• _Brief_
In the material below, repeat only the lines from the one that holds "Target: yellow flower" through the final line, exactly as they stand.

Entries from a point annotation set:
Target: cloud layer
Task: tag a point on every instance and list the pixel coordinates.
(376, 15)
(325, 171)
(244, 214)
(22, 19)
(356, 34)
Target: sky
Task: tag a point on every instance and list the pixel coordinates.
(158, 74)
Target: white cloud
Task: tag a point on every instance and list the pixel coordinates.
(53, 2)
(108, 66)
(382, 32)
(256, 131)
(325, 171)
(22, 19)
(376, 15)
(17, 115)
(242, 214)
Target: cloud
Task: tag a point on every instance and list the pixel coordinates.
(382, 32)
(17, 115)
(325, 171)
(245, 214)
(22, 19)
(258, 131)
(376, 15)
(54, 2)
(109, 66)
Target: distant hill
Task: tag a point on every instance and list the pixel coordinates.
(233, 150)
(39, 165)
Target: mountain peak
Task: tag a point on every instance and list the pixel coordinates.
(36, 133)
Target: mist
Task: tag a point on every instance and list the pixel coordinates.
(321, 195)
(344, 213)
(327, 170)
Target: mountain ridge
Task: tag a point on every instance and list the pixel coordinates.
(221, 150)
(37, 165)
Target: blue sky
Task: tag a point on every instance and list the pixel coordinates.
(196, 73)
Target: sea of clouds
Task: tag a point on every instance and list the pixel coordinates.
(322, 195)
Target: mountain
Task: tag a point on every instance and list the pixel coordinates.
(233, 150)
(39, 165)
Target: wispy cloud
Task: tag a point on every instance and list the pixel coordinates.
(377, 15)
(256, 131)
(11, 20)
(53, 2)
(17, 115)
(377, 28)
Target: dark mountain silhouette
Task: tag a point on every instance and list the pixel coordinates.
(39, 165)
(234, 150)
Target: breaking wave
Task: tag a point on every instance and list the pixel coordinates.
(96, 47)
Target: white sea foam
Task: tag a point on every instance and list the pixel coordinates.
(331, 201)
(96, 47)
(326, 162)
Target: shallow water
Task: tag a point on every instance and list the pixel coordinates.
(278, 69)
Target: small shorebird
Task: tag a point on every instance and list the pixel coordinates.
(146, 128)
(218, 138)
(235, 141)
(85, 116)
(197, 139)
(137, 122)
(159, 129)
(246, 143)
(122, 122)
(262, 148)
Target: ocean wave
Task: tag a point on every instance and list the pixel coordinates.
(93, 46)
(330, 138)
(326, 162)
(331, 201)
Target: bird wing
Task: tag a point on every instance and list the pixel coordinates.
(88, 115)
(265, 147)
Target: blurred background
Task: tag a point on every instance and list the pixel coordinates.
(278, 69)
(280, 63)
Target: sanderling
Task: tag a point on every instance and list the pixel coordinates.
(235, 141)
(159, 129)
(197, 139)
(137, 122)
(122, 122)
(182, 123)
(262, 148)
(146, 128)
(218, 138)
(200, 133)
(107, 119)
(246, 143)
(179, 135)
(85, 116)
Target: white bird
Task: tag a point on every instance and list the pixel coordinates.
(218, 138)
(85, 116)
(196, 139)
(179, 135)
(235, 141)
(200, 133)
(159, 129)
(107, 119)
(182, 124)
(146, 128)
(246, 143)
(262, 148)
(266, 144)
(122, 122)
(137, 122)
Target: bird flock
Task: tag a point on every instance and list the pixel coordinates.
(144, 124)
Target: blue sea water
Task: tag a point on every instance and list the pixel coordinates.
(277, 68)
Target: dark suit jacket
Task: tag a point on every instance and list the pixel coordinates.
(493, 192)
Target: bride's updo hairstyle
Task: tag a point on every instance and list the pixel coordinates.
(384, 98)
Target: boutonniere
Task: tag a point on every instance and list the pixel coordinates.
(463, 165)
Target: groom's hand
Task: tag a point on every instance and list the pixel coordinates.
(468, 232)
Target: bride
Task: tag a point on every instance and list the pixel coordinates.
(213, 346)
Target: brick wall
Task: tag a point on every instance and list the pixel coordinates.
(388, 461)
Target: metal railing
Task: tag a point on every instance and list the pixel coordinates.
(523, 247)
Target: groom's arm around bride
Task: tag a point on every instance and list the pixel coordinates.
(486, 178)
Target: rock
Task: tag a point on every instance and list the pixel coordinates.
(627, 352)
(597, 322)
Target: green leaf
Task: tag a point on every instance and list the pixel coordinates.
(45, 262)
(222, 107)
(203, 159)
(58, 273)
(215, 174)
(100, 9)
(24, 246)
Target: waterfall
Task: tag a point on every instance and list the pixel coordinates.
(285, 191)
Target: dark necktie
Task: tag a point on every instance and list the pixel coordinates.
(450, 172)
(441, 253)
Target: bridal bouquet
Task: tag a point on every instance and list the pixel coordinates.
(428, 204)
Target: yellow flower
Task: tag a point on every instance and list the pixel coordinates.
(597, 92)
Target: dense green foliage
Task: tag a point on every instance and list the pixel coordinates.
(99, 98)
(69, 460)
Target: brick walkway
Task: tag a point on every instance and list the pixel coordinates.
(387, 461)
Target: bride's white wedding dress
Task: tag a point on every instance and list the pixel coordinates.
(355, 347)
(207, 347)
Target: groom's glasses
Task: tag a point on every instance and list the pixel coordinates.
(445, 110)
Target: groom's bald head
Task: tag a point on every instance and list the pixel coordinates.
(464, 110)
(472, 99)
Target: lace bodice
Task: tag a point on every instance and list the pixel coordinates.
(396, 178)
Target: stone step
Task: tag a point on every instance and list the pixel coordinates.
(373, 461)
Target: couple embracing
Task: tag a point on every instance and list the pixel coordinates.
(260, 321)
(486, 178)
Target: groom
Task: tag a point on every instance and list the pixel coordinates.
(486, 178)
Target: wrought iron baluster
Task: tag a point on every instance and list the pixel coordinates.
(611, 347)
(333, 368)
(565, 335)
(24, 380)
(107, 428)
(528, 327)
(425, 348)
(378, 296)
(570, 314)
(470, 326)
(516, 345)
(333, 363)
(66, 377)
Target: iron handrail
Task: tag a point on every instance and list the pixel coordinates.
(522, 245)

• _Output below_
Target: yellow flower
Task: tag a point on every instance and list the pixel coordinates.
(597, 92)
Target: dense green foliage
Task: tag a point on every instance and list the pixel coordinates.
(99, 98)
(69, 460)
Target: brick walkway
Task: tag a point on every instance and list the pixel coordinates.
(387, 461)
Target: bride's white wedding dress
Task: tag a point on every instance and list the pixel coordinates.
(355, 347)
(207, 347)
Target: groom's glasses
Task: tag a point on every instance and list the pixel coordinates.
(445, 110)
Target: groom's bald head
Task: tag a point on every instance and list the pixel coordinates.
(464, 110)
(472, 99)
Target: lace bodice
Task: tag a point on every instance and list the pixel coordinates.
(396, 178)
Target: stone step
Task: tag a point on every instance and list the pixel coordinates.
(373, 461)
Target: couple embracing
Task: tag a point on every instance and list the pixel coordinates.
(260, 321)
(486, 178)
Target: groom
Task: tag a point on every instance and list the pixel coordinates.
(486, 178)
Target: wrought iron baluster
Task: tag a point on every instance and list the pixel coordinates.
(611, 347)
(333, 368)
(565, 335)
(24, 380)
(107, 428)
(528, 327)
(425, 348)
(378, 296)
(570, 314)
(470, 326)
(516, 345)
(333, 363)
(66, 377)
Target: iron handrail
Task: tag a point on every instance and list the pixel coordinates.
(522, 245)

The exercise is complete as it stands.